[Problem]: Please write out all the material below again, requests included, shifting every pixel coordinate in the answers by adding 14 to both of its numbers. Leave the pictures out.

------------------------------

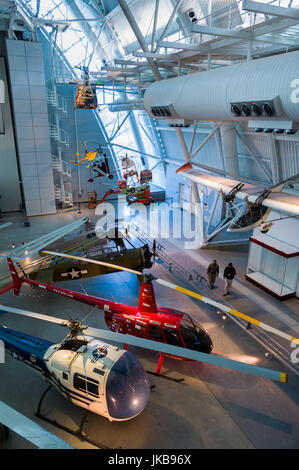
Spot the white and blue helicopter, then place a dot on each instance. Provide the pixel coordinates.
(92, 373)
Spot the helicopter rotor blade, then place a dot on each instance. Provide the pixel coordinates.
(39, 316)
(197, 296)
(229, 310)
(162, 347)
(94, 261)
(188, 354)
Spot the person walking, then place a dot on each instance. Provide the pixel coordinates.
(213, 272)
(228, 276)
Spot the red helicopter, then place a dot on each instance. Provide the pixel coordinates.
(145, 321)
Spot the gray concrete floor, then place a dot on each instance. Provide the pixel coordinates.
(213, 408)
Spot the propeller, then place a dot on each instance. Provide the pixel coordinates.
(161, 347)
(197, 296)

------------------------------

[Answer to the task]:
Spot the white and blue helicopter, then place a dot on each instance. Provide the pixel coordinates.
(106, 387)
Spot the helicopter rotor blade, then place a dot on each instance. Provide the pixel coordinates.
(53, 330)
(211, 310)
(243, 324)
(176, 361)
(108, 275)
(202, 368)
Spot the person walking, then place a dot on each instance. Provide the pixel coordinates.
(227, 286)
(242, 290)
Spot the red helicopter, then place a dot on each instance. Provide the pixel coordinates.
(159, 335)
Spot the gray concrete floor, then place a dot on each instance. Provide the pixel coordinates.
(227, 422)
Spot the propeller, then place a dot on each instance. Provide the pixel coordinates.
(175, 361)
(211, 310)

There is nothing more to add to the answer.